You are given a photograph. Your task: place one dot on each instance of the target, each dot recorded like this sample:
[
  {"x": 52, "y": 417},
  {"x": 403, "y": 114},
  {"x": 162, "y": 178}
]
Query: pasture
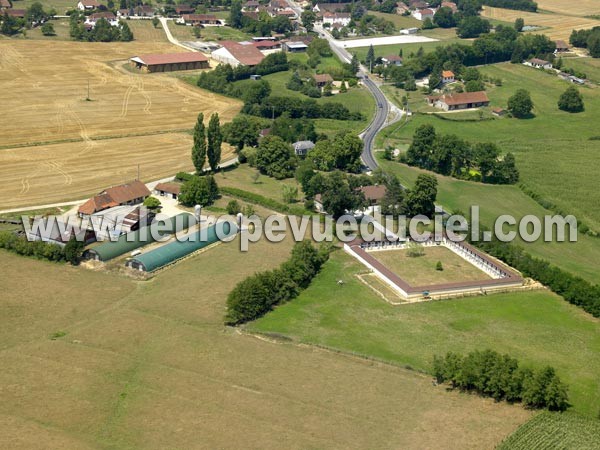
[
  {"x": 536, "y": 327},
  {"x": 421, "y": 270},
  {"x": 97, "y": 360},
  {"x": 554, "y": 145},
  {"x": 130, "y": 119},
  {"x": 556, "y": 25}
]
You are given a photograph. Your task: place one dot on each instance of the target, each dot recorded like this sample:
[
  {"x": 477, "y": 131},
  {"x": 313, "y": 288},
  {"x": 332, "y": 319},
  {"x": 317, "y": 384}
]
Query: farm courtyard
[{"x": 58, "y": 146}]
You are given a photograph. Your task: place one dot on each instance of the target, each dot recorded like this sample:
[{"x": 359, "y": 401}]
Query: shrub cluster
[
  {"x": 491, "y": 374},
  {"x": 450, "y": 155},
  {"x": 259, "y": 293}
]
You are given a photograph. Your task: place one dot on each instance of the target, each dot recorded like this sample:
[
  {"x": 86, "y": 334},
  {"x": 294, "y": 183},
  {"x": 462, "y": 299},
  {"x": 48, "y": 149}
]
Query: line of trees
[
  {"x": 259, "y": 293},
  {"x": 491, "y": 374},
  {"x": 452, "y": 156},
  {"x": 207, "y": 143},
  {"x": 506, "y": 44}
]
----------------------------------------
## Problem to solve
No picture belongs in the copy; return the rest of the listing exactly.

## Solution to the problem
You are given a photograph. Your task: place one dot on each instance of the target, each dot recorded like this sample:
[
  {"x": 52, "y": 417},
  {"x": 403, "y": 114},
  {"x": 162, "y": 178}
]
Query: pasture
[
  {"x": 536, "y": 327},
  {"x": 421, "y": 270},
  {"x": 97, "y": 360},
  {"x": 554, "y": 145},
  {"x": 130, "y": 119},
  {"x": 556, "y": 25}
]
You are given a photograph. Your task: place one dot on each instance of the target, each dot recorded like this sample:
[
  {"x": 477, "y": 131},
  {"x": 313, "y": 288},
  {"x": 332, "y": 319},
  {"x": 317, "y": 384}
]
Query: farm courtyard
[{"x": 58, "y": 146}]
You are given a photograph. Your task: place one dot on each instance of the target, each dot recorded like this sample:
[{"x": 359, "y": 401}]
Query: shrub cluster
[
  {"x": 491, "y": 374},
  {"x": 450, "y": 155},
  {"x": 259, "y": 293}
]
You are given a photograph. Your task: place one dot on each instance of the target, each dot recorded like this sample:
[
  {"x": 86, "y": 334},
  {"x": 294, "y": 183},
  {"x": 462, "y": 299},
  {"x": 48, "y": 149}
]
Query: line of trees
[
  {"x": 259, "y": 293},
  {"x": 491, "y": 374},
  {"x": 452, "y": 156},
  {"x": 207, "y": 143},
  {"x": 506, "y": 44}
]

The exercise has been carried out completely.